### BLOC DE TEXTE
2e partie : Une « révolution démocratique » ? Vraiment ?
Comment appelle-t-on un pays qui procède à une élection en moyenne tous les deux ans et où le pouvoir change régulièrement de mains ? Une démocratie ? Pas du tout, si l’on en croit les Occidentaux, c’est une horrible dictature ! Évidemment, pour que le mouvement de l’Euromaïdan pût passer pour « démocratique » il fallait bien que le pouvoir de Viktor Ianoukovytch fût dictatorial ! C.Q.F.D., comme on disait jadis à la fin d’une démonstration de maths.
Dans le narratif occidental sur les événements de l’hiver 2014 à Kiev, l’idée que l’Euromaïdan était une « révolution pour la démocratie » a été imposée par une propagande efficace. Et cela en dépit de l’évidence des faits. Le peuple ukrainien se serait levé comme un seul homme contre le dictateur Ianoukovitch qui voulait renoncer à l’Europe et vendre le pays à la Russie. Dans notre précédent article (« Le désaccord d’association »), nous avons montré que la deuxième partie de cette proposition est erronée. C’est l’intransigeance de l’Union européenne sur la prise en compte de la situation économique ukrainienne qui a conduit Kiev, en novembre 2013, non pas à annuler, mais à différer une signature dont les Européens eux-mêmes n’étaient pas tous d’accord pour qu’elle ait lieu.

### CONSIGNE 1
Pouvez-vous reprendre les lignes en partant de celle qui contient « as point(879, 777). » et en finissant par celle qui contient « point(616, 1292) », en remplaçant « pointer » par « marker » sans rien changer d'autre ?
Le texte n'a aucun lien avec les lignes.

Lignes extraites d'une collection:

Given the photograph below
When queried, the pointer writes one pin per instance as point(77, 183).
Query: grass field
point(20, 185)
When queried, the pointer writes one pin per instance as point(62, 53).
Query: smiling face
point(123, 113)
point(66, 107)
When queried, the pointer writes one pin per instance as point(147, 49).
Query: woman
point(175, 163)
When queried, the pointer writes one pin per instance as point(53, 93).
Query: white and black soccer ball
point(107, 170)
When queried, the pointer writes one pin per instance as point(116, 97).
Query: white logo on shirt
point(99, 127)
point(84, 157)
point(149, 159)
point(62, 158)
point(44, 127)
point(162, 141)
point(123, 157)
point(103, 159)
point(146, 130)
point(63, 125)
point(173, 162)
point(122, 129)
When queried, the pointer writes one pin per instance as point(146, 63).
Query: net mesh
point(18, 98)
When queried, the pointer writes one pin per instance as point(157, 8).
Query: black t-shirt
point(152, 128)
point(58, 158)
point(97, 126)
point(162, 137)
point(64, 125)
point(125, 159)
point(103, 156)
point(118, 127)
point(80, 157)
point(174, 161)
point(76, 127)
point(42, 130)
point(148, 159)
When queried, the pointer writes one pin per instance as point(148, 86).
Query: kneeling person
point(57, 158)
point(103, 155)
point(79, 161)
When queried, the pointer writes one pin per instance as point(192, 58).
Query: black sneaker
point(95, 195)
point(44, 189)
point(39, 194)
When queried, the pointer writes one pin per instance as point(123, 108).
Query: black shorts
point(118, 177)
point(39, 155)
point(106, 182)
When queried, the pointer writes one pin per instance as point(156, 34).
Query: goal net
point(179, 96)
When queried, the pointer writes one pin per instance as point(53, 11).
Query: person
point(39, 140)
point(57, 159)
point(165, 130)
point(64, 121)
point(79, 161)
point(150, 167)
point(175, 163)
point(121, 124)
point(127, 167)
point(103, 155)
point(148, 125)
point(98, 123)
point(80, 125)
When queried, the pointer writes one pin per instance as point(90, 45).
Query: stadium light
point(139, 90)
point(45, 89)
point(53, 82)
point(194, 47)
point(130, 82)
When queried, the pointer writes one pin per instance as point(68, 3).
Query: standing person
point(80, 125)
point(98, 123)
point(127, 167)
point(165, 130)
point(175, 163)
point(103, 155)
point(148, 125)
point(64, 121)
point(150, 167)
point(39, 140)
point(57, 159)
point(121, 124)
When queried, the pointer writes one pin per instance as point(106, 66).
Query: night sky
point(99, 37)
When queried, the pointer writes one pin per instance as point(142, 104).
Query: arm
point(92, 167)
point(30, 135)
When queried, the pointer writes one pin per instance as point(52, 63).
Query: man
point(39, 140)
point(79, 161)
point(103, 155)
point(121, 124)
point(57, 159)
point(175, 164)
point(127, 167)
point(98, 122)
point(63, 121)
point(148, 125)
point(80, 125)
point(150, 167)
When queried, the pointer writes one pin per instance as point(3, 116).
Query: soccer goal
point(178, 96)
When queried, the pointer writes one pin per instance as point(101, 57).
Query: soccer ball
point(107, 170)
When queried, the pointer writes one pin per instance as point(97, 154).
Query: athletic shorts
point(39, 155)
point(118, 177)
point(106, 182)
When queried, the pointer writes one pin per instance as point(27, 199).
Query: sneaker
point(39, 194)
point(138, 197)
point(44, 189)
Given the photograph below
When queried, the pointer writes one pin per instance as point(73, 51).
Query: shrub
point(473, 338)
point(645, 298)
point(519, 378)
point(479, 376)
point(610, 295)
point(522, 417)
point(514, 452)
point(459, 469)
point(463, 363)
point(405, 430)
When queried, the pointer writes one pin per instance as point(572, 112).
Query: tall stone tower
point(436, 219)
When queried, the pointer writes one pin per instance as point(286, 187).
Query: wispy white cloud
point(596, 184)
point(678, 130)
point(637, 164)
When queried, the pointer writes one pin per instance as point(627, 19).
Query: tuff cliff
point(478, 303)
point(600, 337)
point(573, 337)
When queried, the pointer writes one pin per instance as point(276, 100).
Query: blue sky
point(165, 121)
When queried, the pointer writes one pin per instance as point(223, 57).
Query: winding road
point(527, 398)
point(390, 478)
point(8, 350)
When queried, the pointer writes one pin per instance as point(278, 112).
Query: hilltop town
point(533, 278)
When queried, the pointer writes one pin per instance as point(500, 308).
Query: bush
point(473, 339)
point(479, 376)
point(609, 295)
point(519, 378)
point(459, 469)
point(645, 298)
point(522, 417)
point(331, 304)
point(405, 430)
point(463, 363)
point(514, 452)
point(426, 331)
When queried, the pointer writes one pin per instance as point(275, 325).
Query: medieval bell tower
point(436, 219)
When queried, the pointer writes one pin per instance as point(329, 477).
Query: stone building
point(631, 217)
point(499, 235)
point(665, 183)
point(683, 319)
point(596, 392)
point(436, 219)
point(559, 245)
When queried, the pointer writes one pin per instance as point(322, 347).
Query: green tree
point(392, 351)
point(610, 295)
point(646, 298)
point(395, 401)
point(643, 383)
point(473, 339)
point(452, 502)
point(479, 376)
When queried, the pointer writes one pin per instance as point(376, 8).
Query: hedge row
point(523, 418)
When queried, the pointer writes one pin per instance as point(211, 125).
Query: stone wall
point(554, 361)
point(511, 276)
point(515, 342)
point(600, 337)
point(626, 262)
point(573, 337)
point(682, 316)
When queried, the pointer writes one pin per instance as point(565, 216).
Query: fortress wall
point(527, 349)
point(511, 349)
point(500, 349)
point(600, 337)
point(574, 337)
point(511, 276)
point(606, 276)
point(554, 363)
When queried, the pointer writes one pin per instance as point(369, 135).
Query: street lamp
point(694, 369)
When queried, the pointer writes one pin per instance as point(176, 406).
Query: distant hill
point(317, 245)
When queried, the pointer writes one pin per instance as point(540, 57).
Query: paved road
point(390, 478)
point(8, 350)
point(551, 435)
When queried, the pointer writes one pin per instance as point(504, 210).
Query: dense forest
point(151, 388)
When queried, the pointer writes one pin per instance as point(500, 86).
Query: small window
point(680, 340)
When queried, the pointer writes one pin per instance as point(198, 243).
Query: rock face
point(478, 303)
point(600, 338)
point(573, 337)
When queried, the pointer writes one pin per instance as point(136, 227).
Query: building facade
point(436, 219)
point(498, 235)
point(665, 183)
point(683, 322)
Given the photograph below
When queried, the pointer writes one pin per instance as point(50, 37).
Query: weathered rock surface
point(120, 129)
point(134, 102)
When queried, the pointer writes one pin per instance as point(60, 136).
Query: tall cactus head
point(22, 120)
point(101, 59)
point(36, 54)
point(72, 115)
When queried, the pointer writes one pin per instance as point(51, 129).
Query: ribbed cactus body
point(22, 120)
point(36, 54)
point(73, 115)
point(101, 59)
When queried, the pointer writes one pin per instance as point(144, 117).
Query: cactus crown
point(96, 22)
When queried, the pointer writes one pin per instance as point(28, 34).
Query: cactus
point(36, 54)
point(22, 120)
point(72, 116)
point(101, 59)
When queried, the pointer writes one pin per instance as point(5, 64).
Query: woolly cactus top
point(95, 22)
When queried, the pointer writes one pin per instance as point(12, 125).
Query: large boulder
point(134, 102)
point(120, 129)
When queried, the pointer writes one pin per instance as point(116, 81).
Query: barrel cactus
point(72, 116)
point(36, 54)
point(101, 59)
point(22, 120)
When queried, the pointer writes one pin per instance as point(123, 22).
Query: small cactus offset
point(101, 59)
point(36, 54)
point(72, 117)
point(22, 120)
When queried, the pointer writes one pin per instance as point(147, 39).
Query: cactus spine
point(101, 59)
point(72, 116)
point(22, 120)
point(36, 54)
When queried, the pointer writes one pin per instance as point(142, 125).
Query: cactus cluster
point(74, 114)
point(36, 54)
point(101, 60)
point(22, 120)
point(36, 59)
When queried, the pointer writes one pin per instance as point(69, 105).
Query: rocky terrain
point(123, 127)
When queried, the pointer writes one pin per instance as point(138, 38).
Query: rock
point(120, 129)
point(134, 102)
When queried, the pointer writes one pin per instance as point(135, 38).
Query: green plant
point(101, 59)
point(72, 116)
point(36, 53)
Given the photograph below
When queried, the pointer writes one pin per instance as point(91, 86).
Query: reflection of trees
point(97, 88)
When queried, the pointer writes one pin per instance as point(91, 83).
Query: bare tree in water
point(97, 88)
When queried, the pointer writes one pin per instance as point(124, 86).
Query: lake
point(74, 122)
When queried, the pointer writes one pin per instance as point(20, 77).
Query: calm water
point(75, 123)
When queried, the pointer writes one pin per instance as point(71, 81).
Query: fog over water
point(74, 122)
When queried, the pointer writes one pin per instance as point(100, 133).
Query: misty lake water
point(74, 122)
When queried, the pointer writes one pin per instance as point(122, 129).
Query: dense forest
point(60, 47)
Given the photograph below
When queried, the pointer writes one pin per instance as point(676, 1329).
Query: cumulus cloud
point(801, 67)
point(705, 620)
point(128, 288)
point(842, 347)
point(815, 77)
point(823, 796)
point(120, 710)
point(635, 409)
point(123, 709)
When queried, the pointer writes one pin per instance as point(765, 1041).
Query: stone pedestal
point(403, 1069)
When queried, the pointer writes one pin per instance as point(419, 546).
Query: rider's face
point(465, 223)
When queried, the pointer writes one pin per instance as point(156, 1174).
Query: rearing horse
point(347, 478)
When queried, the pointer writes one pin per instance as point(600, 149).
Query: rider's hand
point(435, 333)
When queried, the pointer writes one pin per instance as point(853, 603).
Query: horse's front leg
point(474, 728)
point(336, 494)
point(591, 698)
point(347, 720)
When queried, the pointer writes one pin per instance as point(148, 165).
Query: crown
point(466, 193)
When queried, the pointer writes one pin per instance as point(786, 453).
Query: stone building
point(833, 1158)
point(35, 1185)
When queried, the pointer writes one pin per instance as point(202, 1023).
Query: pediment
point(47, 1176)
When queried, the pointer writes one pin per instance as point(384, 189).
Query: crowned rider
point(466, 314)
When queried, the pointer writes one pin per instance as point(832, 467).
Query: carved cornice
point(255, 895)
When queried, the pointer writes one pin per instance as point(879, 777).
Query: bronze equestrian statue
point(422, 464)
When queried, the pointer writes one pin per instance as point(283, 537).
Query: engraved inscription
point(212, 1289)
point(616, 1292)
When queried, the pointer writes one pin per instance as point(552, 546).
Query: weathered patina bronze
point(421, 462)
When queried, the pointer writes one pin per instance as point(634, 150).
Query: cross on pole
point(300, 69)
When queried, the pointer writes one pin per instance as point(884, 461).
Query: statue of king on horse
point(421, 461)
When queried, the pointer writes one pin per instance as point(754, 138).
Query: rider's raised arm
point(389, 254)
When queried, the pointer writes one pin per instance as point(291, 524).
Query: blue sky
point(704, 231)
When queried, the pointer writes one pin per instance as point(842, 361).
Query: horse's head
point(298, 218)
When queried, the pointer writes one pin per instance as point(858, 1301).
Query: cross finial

### CONSIGNE 2
Pouvez-vous recopier à l'identique le passage du texte sur l'Euromaïdan qui commence par « Dans le narratif » et se termine par « qu’elle ait lieu. » ?

### SOLUTION COMPLÈTE 1
When queried, the marker writes one pin per instance as point(879, 777).
Query: bronze equestrian statue
point(422, 464)
When queried, the marker writes one pin per instance as point(283, 537).
Query: engraved inscription
point(212, 1289)
point(616, 1292)

### SOLUTION COMPLÈTE 2
Dans le narratif occidental sur les événements de l’hiver 2014 à Kiev, l’idée que l’Euromaïdan était une « révolution pour la démocratie » a été imposée par une propagande efficace. Et cela en dépit de l’évidence des faits. Le peuple ukrainien se serait levé comme un seul homme contre le dictateur Ianoukovitch qui voulait renoncer à l’Europe et vendre le pays à la Russie. Dans notre précédent article (« Le désaccord d’association »), nous avons montré que la deuxième partie de cette proposition est erronée. C’est l’intransigeance de l’Union européenne sur la prise en compte de la situation économique ukrainienne qui a conduit Kiev, en novembre 2013, non pas à annuler, mais à différer une signature dont les Européens eux-mêmes n’étaient pas tous d’accord pour qu’elle ait lieu.